(Exercise)
How many lines in the listing include the string "instance"? Reply with the number alone.

(Information shown)
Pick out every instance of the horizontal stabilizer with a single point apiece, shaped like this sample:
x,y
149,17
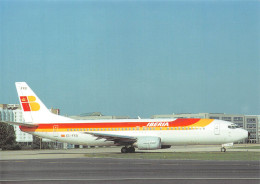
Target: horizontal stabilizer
x,y
20,124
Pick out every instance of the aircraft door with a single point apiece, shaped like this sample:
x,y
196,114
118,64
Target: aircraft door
x,y
217,129
55,130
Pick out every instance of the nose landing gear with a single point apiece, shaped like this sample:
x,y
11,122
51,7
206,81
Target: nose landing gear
x,y
223,149
130,149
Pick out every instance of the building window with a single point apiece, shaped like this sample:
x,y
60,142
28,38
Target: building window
x,y
238,118
226,118
251,120
213,117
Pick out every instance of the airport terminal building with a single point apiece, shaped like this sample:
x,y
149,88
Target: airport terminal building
x,y
247,122
13,112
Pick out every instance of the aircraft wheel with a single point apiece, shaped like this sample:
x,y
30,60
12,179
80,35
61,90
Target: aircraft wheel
x,y
131,150
124,150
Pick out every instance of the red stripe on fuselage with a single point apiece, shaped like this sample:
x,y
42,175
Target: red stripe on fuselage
x,y
175,123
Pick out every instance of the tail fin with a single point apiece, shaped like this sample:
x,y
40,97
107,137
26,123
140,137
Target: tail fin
x,y
34,110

(Reply to the task)
8